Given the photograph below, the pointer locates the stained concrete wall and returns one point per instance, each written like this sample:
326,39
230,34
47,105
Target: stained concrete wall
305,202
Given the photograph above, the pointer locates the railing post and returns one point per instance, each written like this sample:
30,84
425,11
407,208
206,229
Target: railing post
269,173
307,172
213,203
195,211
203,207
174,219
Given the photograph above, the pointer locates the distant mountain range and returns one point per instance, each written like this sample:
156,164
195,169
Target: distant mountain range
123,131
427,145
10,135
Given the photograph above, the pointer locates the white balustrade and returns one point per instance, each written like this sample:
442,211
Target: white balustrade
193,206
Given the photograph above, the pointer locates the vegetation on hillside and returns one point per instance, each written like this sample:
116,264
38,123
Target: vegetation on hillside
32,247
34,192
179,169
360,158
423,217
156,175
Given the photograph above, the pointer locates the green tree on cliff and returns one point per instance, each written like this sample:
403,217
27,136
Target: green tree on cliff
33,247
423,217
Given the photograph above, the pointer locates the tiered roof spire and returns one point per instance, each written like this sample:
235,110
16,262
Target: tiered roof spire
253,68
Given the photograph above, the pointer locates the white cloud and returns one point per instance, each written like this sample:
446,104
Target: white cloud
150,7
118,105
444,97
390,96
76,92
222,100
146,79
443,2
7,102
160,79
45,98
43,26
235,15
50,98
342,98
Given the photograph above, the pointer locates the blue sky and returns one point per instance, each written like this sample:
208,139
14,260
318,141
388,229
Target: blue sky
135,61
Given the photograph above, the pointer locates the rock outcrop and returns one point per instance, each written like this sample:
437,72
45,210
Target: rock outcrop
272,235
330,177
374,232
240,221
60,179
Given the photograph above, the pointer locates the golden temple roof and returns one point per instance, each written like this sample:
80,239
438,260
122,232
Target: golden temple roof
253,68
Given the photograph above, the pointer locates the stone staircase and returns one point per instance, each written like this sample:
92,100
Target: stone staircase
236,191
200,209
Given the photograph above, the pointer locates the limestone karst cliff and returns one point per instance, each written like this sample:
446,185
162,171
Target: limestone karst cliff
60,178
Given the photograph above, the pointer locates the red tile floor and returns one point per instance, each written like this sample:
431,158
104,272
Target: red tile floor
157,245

------------------------------

▶ WRITTEN REQUEST: Exactly and only the lines from the line containing "Given the photograph above, the pointer locates the rock" through the last line of the entries should be copied, both ends included.

▶ FINISHED TASK:
Given the photograph above, the pointer locates the rock outcrop and returns one point per instance, each written like this sample:
437,72
45,210
Target: rock outcrop
272,235
330,177
374,232
240,221
60,179
Given the photograph above, the pointer locates the golden temple roof and returns one point per instance, each written like this sample:
80,239
438,260
122,232
Target: golden temple roof
253,68
Given the photograph above, the pointer locates the stone staircase and returns one point per instance, each written like this sample:
92,100
Target: stone staircase
236,191
200,209
Given the photograph above, the pointer locates the limestone karst cliff and returns one point per instance, each written like this sample:
446,185
162,171
Target: limestone karst cliff
60,178
Given the photograph above, the pointer locates the red tile floor and returns one point per instance, each written like this sample:
431,158
104,272
Target: red tile floor
157,245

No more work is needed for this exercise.